- **Written exercise**:
Find "Question. For every instance of the truck" in the data, then restate the line it sits in and every later line word for word, ending with the last line.

* start *

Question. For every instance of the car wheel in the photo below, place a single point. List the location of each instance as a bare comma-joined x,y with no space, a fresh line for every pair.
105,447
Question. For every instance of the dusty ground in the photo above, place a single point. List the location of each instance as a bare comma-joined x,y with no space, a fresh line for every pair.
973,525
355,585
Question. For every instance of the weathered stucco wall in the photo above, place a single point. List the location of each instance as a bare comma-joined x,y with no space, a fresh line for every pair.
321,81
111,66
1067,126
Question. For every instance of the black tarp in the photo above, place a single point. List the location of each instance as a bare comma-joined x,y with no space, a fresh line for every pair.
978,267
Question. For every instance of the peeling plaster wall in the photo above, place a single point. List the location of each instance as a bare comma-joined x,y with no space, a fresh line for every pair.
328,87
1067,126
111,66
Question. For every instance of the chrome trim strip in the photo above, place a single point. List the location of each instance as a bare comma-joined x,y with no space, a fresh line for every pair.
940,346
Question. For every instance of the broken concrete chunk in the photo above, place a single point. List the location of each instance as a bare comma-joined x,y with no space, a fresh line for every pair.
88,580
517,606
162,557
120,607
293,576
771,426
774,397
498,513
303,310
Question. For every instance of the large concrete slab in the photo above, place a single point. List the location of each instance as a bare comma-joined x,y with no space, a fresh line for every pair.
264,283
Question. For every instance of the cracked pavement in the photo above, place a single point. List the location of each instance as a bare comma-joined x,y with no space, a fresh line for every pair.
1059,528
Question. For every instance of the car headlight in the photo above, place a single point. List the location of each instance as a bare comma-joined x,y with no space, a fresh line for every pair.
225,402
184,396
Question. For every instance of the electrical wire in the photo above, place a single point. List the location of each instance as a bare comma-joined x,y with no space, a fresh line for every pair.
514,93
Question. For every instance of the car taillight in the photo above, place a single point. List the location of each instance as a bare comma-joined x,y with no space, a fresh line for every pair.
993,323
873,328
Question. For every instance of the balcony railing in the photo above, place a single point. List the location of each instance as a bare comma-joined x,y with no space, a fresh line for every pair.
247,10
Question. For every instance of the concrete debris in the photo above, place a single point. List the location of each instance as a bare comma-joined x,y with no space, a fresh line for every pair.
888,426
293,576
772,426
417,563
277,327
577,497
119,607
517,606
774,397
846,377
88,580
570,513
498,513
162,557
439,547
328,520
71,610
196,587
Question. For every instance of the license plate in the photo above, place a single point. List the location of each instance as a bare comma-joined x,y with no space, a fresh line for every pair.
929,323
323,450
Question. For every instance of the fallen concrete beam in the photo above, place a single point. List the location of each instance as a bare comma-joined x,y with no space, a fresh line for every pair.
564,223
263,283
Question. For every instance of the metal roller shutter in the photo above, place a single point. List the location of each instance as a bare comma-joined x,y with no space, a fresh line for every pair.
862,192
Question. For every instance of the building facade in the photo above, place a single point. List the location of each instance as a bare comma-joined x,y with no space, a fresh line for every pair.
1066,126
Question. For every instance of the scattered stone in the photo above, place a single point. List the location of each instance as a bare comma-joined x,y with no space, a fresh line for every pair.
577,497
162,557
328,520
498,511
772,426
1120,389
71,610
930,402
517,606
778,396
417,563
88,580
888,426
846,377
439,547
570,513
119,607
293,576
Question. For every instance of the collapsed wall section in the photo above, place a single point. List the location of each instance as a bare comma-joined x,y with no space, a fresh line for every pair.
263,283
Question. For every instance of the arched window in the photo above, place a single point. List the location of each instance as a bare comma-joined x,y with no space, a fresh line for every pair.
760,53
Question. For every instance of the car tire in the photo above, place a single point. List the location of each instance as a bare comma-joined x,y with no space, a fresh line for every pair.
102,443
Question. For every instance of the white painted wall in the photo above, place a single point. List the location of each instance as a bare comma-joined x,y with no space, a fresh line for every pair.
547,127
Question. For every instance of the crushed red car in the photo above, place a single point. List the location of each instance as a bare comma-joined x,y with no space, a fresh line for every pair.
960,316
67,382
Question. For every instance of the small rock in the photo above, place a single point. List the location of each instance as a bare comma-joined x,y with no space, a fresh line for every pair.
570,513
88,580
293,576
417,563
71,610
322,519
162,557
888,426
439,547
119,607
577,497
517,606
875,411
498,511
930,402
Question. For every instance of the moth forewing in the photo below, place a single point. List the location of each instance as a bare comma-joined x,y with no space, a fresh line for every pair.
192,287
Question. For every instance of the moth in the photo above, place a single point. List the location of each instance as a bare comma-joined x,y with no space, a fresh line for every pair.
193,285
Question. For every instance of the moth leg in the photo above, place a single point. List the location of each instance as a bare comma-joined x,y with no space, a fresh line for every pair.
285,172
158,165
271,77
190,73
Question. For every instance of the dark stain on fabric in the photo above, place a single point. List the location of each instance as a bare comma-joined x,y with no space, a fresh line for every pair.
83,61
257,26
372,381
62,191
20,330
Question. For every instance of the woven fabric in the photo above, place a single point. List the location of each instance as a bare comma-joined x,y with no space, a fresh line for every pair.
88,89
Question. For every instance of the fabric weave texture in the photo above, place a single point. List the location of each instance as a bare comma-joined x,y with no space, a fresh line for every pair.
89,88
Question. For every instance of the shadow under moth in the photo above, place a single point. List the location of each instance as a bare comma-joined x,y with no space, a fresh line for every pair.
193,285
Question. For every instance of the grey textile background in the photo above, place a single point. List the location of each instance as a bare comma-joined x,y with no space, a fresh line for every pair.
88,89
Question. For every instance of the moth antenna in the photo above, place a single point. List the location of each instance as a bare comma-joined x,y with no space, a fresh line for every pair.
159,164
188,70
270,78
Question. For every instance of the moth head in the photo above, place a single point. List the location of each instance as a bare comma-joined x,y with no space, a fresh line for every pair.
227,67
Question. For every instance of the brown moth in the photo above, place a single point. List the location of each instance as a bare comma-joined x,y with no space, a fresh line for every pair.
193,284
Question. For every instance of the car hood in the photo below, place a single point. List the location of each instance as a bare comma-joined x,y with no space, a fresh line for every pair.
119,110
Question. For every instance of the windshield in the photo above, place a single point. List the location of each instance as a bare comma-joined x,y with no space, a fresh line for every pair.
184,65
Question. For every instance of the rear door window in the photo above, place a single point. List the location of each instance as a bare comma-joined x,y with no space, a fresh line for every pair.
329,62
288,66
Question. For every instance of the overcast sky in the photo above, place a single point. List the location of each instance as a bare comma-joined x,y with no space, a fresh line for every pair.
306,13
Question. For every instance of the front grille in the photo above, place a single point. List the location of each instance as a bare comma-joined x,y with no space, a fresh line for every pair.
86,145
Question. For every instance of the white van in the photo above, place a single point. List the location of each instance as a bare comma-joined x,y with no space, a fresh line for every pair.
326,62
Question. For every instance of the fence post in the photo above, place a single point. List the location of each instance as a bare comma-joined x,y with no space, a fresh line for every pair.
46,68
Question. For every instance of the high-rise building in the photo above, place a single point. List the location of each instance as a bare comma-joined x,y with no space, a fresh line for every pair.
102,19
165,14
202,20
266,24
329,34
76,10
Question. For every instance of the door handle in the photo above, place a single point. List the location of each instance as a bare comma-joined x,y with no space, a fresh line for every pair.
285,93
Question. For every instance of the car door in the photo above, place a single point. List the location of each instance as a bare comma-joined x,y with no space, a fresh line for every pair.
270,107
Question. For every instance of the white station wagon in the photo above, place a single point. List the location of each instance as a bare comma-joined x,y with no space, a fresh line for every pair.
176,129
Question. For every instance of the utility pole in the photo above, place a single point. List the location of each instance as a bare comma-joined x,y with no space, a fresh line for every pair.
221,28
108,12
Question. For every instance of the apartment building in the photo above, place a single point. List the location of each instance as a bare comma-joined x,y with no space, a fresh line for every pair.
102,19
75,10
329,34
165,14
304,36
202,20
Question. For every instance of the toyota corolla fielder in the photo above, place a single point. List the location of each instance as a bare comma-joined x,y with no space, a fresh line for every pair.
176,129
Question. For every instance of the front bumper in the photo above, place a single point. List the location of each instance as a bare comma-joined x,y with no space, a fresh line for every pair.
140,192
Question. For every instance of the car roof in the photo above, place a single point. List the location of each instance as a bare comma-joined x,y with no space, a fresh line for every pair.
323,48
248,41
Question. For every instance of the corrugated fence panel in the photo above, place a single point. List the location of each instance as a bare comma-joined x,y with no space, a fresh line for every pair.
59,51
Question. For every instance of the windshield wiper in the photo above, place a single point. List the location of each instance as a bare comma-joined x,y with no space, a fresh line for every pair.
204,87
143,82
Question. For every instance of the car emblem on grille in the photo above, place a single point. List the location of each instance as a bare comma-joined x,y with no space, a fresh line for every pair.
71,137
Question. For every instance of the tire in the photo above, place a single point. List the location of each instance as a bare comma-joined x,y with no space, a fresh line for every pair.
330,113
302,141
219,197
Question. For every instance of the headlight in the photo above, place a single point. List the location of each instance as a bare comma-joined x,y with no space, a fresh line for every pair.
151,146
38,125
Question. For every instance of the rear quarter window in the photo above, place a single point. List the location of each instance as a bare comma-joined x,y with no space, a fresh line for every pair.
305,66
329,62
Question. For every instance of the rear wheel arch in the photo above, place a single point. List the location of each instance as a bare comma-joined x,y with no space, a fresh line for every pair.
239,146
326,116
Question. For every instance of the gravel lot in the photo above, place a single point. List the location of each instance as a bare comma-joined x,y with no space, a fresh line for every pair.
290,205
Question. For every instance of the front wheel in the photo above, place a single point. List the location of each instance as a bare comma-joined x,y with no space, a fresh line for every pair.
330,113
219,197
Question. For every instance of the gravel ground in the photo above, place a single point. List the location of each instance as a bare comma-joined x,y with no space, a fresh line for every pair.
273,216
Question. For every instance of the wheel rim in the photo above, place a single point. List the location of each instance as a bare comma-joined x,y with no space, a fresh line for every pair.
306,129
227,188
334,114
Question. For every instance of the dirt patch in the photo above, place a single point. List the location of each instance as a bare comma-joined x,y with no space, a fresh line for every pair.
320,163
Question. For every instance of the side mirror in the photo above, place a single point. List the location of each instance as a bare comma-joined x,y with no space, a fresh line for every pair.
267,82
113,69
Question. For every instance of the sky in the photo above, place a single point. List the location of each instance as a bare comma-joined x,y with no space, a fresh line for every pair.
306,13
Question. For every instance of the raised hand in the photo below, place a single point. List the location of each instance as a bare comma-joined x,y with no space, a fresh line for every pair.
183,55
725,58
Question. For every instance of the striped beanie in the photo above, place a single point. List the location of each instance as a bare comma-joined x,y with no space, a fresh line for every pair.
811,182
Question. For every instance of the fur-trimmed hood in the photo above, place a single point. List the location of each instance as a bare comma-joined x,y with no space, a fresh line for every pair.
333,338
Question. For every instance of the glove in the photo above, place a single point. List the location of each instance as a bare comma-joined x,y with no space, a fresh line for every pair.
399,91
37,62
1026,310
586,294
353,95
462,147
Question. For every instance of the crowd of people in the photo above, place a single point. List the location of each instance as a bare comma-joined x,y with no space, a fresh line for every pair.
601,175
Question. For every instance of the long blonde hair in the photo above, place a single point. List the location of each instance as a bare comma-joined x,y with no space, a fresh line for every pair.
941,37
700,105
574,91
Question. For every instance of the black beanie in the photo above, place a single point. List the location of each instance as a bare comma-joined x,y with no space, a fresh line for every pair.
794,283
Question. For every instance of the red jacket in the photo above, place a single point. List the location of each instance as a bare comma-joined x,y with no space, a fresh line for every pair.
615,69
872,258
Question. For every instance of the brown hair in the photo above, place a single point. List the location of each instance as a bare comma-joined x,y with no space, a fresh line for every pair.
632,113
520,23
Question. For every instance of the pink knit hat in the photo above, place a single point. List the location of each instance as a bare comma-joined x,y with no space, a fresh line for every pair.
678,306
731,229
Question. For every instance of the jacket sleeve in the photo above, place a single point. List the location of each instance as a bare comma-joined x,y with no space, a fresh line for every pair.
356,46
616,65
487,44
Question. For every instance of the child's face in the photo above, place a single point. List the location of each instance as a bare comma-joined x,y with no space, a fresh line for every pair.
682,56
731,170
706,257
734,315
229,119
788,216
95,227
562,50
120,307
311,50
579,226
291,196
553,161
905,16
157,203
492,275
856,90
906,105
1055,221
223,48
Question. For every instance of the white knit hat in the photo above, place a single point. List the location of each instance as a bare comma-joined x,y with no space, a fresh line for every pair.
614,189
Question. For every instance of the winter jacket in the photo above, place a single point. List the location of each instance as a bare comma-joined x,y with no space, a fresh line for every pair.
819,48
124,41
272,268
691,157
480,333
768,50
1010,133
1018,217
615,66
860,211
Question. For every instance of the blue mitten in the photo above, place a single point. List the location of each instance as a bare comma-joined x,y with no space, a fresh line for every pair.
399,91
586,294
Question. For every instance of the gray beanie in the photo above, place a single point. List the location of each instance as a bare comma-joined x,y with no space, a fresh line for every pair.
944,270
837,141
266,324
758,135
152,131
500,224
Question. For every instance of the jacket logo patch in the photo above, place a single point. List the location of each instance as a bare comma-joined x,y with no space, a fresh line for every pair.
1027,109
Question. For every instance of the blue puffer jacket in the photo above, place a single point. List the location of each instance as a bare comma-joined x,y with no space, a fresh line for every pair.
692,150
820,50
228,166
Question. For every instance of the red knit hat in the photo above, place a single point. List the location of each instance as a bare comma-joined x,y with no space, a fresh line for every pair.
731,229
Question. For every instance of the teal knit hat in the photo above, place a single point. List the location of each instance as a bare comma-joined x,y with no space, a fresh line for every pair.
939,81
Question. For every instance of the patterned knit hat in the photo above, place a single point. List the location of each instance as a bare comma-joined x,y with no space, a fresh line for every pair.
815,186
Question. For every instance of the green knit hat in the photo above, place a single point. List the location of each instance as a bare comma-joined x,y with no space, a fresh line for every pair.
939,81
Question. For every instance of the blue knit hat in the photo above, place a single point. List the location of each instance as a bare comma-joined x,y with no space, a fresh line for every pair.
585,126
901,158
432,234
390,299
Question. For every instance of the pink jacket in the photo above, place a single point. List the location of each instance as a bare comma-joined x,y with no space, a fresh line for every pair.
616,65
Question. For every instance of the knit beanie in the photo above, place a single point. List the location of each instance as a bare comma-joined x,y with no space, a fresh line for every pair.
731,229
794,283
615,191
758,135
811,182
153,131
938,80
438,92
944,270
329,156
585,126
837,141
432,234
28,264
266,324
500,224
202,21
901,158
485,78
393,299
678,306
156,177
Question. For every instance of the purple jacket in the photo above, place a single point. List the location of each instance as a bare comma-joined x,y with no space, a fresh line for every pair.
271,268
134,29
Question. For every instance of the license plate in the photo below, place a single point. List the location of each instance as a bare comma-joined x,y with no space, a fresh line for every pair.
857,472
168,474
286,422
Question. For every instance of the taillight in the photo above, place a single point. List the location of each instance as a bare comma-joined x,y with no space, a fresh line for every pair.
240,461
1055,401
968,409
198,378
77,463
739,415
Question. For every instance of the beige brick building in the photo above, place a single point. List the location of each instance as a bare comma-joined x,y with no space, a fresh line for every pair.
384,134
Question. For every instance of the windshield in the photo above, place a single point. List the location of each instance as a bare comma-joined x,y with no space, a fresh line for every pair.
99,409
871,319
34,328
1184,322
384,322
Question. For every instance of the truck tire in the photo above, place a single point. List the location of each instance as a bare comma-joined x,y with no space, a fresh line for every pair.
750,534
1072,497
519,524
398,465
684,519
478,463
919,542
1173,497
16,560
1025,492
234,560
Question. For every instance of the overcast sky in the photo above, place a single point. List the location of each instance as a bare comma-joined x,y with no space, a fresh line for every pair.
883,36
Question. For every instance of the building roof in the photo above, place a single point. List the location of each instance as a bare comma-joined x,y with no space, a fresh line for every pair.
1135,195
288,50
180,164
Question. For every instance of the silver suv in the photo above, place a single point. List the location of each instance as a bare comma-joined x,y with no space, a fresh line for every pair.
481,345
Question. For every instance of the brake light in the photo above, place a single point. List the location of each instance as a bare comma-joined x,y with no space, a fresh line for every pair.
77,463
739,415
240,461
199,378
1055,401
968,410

* end *

- **Reply to the task**:
Question. For every instance of the truck tire in the photo above, place a single point. List the location of each instance as a bare comma-joined x,y with no space, a fresh line for every pair.
750,534
1072,497
519,524
398,465
684,519
478,463
919,542
1173,497
16,560
1025,492
234,560
Question. For every instance of the overcast sky in the photo above, place a single point. List the location of each instance as a bare comma-joined x,y with no space, a fresh line for every pair.
883,36
Question. For every instance of the building roof in the photo above, place a single point. List the location of each instance as a bare comma-joined x,y with no space, a fresh line for every pair.
1135,195
288,50
180,164
Question. For every instance of the silver suv in the photo above, place a single point. List the location of each instance as a bare comma-joined x,y with no space, a fresh line for every pair.
481,345
Question. For every instance of the brake light in the photo above, place a single point. List the location of each instance as a bare comma-joined x,y with no space, a fresh line for every pair.
77,463
739,415
240,461
199,378
1055,401
968,410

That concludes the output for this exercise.